- COMPITI ASSEGNATI:
A – Riassumi in due frasi il commento sul brano di Isaia.
B – Scrivi il seguito del commento sul brano di Isaia, a partire dalla sua ultima frase.

─── ESTRATTO DELLA FONTE ───

Commento esegetico-teologico

Nel brano odierno, che costituisce la prima Lettura, il Profeta Isaia ci presenta l’immagine di un nuovo germoglio che spunta su un tronco ridotto ormai ad essere privo di rami e di foglie, privo di vita. L’immagine acquista tutta la sua forza se si tiene presente quanto egli ci dice immediatamente prima, al capitolo 10, 33-34, dove ha tracciato l’itinerario di una invasione dal nord del paese da parte del nemico di Israele, al cui passaggio, violento più che mai, tutto viene distrutto. Anche delle foreste lussureggianti resta ormai soltanto qualche tronco tagliato.

In questo panorama di morte e devastazione, ecco un virgulto su un ceppo, segno della vita che riprende e del rivelarsi della fedeltà di Dio alle sue promesse.

Grazie a queste promesse, dice Isaia, su Israele continuerà a regnare la dinastia di Davide, segnata da molte prove e infedeltà nei confronti di Dio.

Il Profeta sogna ed annunzia un re giusto che si ponga con tutto se stesso interamente al servizio di Dio, faccia progetti saggi ed abbia la forza necessaria per attuarli.

Il fatto che si tratti di un germoglio deve ricordare che il personaggio annunziato da Isaia non ha la potenza militare e politica di Davide, ma su esso scenderà la benedizione divina, l’elezione da parte di Dio.

─── ESTRATTO DEI DATI ───

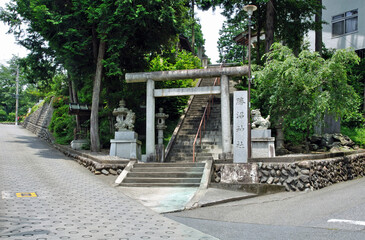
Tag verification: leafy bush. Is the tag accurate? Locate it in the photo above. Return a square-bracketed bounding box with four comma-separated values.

───

- RISPOSTE PER COMPITO:
A – Isaia presenta l'immagine di un germoglio che spunta da un tronco ormai privo di vita, immagine resa forte dalla descrizione, al capitolo 10, 33-34, di un'invasione nemica che distrugge tutto. Il virgulto è segno della vita che riprende e della fedeltà di Dio alle promesse, grazie alle quali su Israele continuerà a regnare la dinastia di Davide, e il Profeta annuncia un re giusto che, pur senza la potenza militare e politica di Davide, riceverà la benedizione divina.

B –
Dio vuole ripartire da capo.

Il Nuovo Testamento ci insegna che egli ricomincia dal bambino di Betlemme e dal carpentiere di Nazaret.

Chi poteva pensare che il Signore Dio sarebbe ripartito cosi?

Nel corso della lettura, poi, si descrive quello che è l’equipaggiamento del germoglio di Iesse affermando che egli sarà stabilmente dotato dello Spirito del Signore con quelli che sono i suoi doni: sapienza, intelligenza, consiglio, fortezza, conoscenza, timore di Dio.

Il dono dello Spirito non sarà più provvisorio, come avveniva per esempio per i giudici, non sarà più donato all’occasione come avveniva per i capi carismatici di Israele, bensì lo Spirito sarà sempre, permanente su Colui che Dio ha scelto. Ripieno di Spirito, egli opererà per la giustizia e per i poveri, aprendo così il mondo alla speranza di un rinnovato paradiso terrestre, senza violenza e sopraffazioni.

Quanto il Profeta annuncia, però, è un qualcosa che non ci appartiene, ma è qualcosa che dobbiamo ottenere come dono e costruire con l’aiuto di Dio. Questo vuol dire che l’armonia tra gli uomini, la pace messianica non è solo assenza di guerra, ma è la realizzazione piena dell’essere umano. Non è un frutto nostro, ma è un dono divino.

La visione della Bibbia, che ha una visione messianica della storia, vede il Paradiso al futuro, come un dono di Dio che si instaurerà all’interno della storia, un dono che si affermerà con estrema fatica perché l’uomo oppone continuamente il suo orgoglio, la sua violenza, la sua superbia, il suo peccato.

Nel testo passano davanti a noi quattro coppie di animali in antitesi tra loro: lupo e agnello, pantera e capretto, vitello e leoncello, vacca e orsa. E, poi ancora, il lattante e l’aspide, il bambino e il serpente. Ma su tutto, ormai, si stende l’armonia, il bambino sta ad indicare, infatti, che la pace sarà un dono destinato alle generazioni successive, non solo per una epoca, e ci ricorda sempre che stiamo aspettando l’Emmanuele, per noi il, Cristo Gesù.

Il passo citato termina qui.